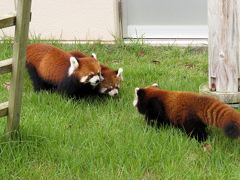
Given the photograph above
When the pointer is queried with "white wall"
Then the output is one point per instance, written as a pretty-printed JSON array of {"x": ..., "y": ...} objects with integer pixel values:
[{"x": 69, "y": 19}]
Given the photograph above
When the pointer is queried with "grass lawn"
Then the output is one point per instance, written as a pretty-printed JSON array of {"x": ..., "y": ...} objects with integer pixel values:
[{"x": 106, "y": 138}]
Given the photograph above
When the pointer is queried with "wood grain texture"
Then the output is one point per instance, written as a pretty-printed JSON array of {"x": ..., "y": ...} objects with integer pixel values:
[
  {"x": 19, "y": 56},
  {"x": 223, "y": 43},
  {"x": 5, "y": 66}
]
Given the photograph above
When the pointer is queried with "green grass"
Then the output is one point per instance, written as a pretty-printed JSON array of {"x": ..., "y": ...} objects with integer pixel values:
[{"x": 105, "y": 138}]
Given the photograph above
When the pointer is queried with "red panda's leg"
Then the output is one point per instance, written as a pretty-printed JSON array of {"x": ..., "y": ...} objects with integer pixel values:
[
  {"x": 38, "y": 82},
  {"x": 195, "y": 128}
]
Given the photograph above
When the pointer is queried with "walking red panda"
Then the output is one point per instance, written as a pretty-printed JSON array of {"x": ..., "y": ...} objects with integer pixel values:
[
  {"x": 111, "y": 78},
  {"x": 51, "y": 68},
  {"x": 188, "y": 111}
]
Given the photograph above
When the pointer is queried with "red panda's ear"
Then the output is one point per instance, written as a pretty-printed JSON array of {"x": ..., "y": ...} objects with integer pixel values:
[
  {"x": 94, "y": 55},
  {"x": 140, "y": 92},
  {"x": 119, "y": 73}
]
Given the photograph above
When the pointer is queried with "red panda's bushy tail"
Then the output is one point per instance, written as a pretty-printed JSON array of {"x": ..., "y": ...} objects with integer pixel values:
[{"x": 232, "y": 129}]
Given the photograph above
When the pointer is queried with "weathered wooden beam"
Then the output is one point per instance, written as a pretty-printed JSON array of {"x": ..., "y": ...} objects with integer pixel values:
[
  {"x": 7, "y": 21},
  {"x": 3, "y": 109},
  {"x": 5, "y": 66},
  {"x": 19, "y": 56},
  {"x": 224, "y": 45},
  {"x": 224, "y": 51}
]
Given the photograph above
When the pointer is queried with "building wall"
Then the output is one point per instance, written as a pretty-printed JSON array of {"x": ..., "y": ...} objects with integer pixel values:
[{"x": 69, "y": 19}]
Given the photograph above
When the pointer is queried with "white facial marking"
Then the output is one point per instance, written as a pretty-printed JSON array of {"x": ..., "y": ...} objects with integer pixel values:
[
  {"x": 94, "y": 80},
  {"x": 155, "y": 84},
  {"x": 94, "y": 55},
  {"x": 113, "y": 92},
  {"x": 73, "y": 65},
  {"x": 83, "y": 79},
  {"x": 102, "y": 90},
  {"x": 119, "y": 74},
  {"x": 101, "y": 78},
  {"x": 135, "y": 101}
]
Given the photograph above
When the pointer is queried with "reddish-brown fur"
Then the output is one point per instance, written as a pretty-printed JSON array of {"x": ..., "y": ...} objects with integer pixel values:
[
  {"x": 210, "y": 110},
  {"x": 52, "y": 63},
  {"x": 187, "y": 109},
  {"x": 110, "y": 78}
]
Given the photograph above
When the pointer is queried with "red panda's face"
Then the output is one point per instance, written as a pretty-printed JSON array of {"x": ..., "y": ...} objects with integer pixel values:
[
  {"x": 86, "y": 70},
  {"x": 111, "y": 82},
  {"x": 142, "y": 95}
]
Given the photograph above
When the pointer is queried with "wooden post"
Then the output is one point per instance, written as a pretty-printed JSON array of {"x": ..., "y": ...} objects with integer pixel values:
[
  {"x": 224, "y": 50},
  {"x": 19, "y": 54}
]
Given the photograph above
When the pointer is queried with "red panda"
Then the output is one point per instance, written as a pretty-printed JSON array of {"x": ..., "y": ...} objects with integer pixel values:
--
▶ REQUIRED ACTION: Check each line of the data above for the word "wall", then state how many lines have it. Give the number alone.

▶ TASK RESULT: 2